• Information shown:
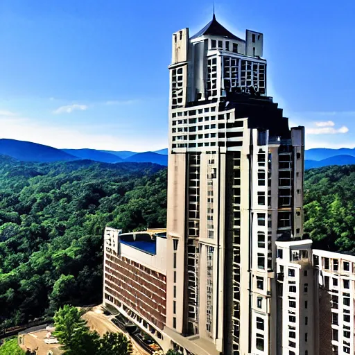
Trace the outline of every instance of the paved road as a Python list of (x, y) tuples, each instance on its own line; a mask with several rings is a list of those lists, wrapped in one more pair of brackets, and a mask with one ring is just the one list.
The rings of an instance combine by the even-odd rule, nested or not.
[(110, 320), (110, 317), (105, 315), (101, 306), (96, 306), (92, 311), (87, 312), (83, 318), (87, 321), (87, 325), (92, 330), (96, 330), (100, 336), (103, 336), (107, 331), (113, 333), (124, 333), (129, 338), (132, 345), (132, 355), (149, 355), (147, 352), (142, 349), (135, 340), (130, 338), (130, 336), (120, 329), (118, 327)]

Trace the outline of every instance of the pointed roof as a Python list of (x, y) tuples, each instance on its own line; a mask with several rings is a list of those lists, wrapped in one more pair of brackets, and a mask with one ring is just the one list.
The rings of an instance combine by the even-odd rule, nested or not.
[(195, 35), (192, 36), (190, 40), (193, 40), (198, 37), (203, 35), (214, 35), (224, 37), (225, 38), (230, 38), (231, 40), (237, 40), (243, 41), (241, 38), (236, 37), (230, 32), (227, 28), (225, 28), (216, 19), (216, 15), (214, 13), (212, 21), (209, 22), (200, 31), (198, 32)]

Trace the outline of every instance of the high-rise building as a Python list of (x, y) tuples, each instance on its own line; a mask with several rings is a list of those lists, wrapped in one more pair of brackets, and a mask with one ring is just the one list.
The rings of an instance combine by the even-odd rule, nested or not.
[(166, 323), (235, 355), (276, 354), (275, 242), (303, 233), (304, 129), (266, 96), (262, 56), (261, 33), (214, 15), (173, 35)]
[(184, 355), (354, 354), (355, 257), (303, 233), (304, 130), (263, 35), (173, 35), (166, 233), (107, 228), (103, 303)]

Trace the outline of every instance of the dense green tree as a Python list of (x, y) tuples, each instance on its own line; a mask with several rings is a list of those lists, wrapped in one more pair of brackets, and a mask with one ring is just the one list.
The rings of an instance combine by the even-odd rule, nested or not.
[(174, 350), (173, 349), (169, 349), (167, 352), (166, 352), (166, 355), (181, 355), (181, 352), (179, 352), (176, 350)]
[(26, 355), (17, 344), (17, 338), (6, 341), (0, 347), (0, 355)]
[(67, 304), (55, 312), (53, 335), (62, 344), (64, 355), (89, 355), (97, 352), (98, 335), (89, 331), (86, 320), (81, 318), (83, 313), (76, 307)]
[(166, 207), (162, 166), (0, 156), (0, 329), (99, 302), (105, 226), (164, 227)]
[(122, 333), (106, 333), (100, 340), (97, 355), (129, 355), (132, 343)]

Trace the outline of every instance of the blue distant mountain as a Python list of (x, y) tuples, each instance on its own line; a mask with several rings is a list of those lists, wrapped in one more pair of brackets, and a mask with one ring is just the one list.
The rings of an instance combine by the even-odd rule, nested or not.
[(351, 155), (355, 157), (355, 148), (340, 148), (330, 149), (329, 148), (314, 148), (307, 149), (304, 152), (304, 159), (306, 160), (323, 160), (337, 155)]
[(164, 148), (164, 149), (155, 150), (154, 153), (157, 153), (158, 154), (164, 154), (164, 155), (168, 155), (168, 148)]
[(159, 165), (168, 165), (168, 155), (158, 154), (155, 152), (138, 153), (131, 157), (125, 159), (125, 162), (133, 162), (136, 163), (155, 163)]
[[(168, 149), (155, 152), (135, 153), (129, 150), (96, 149), (57, 149), (55, 148), (15, 139), (0, 139), (0, 155), (24, 162), (51, 162), (89, 159), (104, 163), (131, 162), (168, 165)], [(355, 164), (355, 148), (329, 149), (318, 148), (305, 151), (305, 168), (329, 165)]]
[(352, 165), (355, 164), (355, 157), (352, 155), (336, 155), (330, 157), (322, 160), (309, 160), (304, 162), (306, 169), (311, 168), (320, 168), (322, 166), (328, 166), (329, 165)]
[(80, 159), (88, 159), (103, 163), (119, 163), (123, 160), (118, 155), (96, 149), (62, 149), (62, 150)]
[(109, 154), (113, 154), (114, 155), (116, 155), (120, 158), (125, 159), (127, 159), (135, 154), (137, 154), (137, 152), (130, 152), (130, 150), (121, 150), (121, 151), (115, 151), (115, 150), (98, 150), (100, 152), (107, 153)]
[(51, 162), (78, 160), (78, 157), (60, 149), (16, 139), (0, 139), (0, 154), (23, 162)]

• Exercise instructions: Reproduce verbatim the stretch of entries above, from the line containing "Trace the outline of every instance of the pointed" through the line containing "228), (103, 303)]", both lines included.

• Task result:
Trace the outline of every instance of the pointed roof as a Python list of (x, y) tuples, each instance on its own line; a mask with several rings is a list of those lists, wrapped in one more pair of brackets, and a mask with one ring is just the one list.
The rings of an instance combine by the even-odd rule, nested or not.
[(195, 35), (192, 36), (190, 40), (193, 40), (198, 37), (203, 35), (214, 35), (224, 37), (225, 38), (230, 38), (231, 40), (237, 40), (243, 41), (241, 38), (236, 37), (230, 32), (227, 28), (225, 28), (216, 19), (216, 15), (214, 13), (212, 21), (209, 22), (200, 31), (198, 32)]

Trace the outline of every instance of the high-rise building as a Python list of (x, y) tuples, each instance on its own line; a mask with several rings is a list of those lists, wrapped in one more pair of brackets, and a mask with one ring is just the one list.
The rings of an instance combine by the even-odd rule, nested or not.
[(166, 323), (235, 355), (276, 354), (275, 242), (303, 233), (304, 129), (266, 96), (262, 56), (261, 33), (214, 15), (173, 35)]
[(184, 355), (354, 354), (355, 257), (303, 233), (304, 130), (263, 35), (173, 35), (166, 233), (107, 228), (103, 303)]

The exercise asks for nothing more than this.